(Records shown begins)

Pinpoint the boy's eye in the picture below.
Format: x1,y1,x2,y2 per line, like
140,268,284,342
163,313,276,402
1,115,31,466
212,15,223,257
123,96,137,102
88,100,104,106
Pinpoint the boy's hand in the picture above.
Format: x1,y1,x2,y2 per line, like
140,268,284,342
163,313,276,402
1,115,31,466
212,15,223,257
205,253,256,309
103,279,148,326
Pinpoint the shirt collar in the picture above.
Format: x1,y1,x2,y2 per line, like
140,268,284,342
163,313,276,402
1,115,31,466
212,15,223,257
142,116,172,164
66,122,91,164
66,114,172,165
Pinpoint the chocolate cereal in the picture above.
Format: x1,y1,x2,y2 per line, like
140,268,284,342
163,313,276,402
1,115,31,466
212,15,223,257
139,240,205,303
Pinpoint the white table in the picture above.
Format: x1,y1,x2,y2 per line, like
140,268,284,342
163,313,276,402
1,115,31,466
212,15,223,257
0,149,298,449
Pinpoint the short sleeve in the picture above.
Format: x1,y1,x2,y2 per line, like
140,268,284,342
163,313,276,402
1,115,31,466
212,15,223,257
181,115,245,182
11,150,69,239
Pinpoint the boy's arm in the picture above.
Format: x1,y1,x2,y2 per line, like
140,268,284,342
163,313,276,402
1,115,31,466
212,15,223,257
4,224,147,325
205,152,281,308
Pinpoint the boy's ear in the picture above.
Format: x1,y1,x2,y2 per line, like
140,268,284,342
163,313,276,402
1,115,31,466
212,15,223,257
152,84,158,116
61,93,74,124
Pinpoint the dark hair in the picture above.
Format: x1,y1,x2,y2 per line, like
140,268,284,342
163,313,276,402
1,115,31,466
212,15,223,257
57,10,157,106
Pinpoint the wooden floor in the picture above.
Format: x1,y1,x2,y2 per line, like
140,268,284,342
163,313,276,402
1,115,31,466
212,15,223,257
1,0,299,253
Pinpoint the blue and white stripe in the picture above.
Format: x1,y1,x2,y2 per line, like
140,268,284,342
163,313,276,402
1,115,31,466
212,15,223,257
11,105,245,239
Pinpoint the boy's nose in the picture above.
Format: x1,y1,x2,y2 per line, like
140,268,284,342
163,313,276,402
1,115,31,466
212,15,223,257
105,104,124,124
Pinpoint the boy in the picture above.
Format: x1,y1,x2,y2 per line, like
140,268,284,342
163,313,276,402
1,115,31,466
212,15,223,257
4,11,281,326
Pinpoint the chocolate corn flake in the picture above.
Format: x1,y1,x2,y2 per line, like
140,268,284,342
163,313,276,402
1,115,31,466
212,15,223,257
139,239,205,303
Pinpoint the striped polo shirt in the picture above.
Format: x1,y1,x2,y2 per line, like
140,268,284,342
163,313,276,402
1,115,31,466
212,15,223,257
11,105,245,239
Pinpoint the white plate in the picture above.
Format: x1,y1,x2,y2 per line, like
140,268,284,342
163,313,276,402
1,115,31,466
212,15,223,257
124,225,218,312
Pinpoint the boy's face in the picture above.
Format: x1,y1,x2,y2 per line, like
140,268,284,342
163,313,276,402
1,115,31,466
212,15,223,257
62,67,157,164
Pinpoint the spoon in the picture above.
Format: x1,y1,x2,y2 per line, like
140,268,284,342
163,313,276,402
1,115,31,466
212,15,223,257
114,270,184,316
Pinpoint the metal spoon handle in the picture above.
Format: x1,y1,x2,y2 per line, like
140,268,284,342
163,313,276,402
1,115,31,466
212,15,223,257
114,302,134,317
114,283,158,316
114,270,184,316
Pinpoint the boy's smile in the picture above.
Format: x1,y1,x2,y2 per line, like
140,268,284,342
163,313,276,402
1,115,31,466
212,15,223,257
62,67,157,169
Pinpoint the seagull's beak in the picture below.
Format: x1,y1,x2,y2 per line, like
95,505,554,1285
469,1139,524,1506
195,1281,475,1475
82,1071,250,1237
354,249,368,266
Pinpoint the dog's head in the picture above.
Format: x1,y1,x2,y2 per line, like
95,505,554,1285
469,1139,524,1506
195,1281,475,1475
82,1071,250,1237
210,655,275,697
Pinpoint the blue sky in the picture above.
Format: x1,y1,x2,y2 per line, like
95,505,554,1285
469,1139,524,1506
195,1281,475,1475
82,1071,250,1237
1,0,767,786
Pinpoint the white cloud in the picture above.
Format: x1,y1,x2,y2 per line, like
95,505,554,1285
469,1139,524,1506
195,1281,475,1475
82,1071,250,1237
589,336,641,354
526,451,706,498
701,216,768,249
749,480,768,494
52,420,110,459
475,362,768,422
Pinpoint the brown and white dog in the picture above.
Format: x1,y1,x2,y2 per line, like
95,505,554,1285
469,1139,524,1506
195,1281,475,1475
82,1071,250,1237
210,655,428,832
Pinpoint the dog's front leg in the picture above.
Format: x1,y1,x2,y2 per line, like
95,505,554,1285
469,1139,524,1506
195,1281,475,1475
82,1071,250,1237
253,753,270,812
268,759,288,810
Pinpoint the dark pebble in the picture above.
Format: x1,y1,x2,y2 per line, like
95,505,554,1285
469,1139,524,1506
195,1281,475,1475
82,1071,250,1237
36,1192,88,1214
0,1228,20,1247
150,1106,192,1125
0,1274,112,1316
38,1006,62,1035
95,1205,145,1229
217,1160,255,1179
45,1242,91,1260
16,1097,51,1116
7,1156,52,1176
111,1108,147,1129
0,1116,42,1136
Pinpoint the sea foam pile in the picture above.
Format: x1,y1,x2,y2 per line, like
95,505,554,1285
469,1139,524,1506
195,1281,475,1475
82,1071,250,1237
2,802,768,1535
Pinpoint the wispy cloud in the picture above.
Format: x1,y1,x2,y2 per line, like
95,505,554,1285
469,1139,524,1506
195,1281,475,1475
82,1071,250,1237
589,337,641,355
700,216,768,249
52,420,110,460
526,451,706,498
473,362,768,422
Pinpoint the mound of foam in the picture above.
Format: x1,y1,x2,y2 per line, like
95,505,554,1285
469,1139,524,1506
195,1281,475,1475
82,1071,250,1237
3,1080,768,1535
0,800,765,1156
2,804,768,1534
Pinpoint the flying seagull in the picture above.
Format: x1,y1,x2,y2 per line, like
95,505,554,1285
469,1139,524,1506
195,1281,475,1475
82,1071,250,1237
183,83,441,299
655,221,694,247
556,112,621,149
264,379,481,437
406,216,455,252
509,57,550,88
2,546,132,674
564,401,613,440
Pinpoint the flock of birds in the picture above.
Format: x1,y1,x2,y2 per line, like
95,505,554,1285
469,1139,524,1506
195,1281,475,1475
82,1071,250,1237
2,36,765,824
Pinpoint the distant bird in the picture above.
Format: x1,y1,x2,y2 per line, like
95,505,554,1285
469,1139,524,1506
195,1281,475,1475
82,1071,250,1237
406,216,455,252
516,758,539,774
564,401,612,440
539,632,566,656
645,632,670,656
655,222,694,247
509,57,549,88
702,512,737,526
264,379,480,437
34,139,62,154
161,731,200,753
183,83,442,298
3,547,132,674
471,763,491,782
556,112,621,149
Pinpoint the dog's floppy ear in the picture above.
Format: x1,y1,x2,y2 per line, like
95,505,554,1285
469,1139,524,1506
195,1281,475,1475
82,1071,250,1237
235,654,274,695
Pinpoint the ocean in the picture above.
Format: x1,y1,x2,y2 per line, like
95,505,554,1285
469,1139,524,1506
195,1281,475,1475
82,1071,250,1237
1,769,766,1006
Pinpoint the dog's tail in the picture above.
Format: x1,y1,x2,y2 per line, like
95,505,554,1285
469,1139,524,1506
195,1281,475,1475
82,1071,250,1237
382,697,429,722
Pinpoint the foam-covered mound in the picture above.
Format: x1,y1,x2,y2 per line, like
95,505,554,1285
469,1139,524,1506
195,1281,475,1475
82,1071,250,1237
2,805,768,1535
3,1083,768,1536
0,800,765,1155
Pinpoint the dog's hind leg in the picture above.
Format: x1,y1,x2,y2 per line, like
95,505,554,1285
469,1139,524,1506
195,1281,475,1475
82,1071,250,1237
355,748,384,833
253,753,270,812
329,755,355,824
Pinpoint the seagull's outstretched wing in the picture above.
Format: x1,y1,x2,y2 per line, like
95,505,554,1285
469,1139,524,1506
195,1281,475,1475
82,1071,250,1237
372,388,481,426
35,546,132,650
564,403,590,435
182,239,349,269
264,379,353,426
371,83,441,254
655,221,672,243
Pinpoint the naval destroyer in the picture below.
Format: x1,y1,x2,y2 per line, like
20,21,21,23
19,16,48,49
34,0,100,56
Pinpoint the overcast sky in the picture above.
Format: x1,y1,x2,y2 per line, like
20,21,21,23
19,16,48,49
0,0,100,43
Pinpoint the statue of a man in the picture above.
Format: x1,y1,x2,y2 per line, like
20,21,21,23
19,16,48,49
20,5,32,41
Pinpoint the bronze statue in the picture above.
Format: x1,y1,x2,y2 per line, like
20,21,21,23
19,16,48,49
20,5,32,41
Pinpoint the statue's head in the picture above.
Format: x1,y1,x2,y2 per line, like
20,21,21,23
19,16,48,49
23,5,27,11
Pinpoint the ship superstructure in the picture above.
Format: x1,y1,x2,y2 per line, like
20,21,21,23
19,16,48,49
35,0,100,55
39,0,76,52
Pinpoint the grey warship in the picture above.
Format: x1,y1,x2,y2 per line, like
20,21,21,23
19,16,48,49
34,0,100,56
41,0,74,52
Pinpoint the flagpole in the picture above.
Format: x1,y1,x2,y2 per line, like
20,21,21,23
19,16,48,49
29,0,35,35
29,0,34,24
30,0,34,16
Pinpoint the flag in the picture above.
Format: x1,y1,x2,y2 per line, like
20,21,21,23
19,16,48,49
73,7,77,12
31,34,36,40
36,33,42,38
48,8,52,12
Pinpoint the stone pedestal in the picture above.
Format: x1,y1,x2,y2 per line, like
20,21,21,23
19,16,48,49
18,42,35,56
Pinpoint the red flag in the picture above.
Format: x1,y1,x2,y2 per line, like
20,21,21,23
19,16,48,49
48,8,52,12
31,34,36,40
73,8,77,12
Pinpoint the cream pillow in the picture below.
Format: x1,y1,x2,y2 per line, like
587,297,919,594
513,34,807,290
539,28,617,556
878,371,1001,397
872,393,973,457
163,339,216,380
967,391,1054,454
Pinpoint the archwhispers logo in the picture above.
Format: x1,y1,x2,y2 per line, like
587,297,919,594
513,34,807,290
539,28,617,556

(Records shown ends)

**Exercise goal**
Go through the listing above and find each line that contains "statue", then copy it.

**Task output**
Pinpoint the statue of a man in the picture above.
Pinpoint the bronze statue in the picture above.
Pinpoint the statue's head in the picture above.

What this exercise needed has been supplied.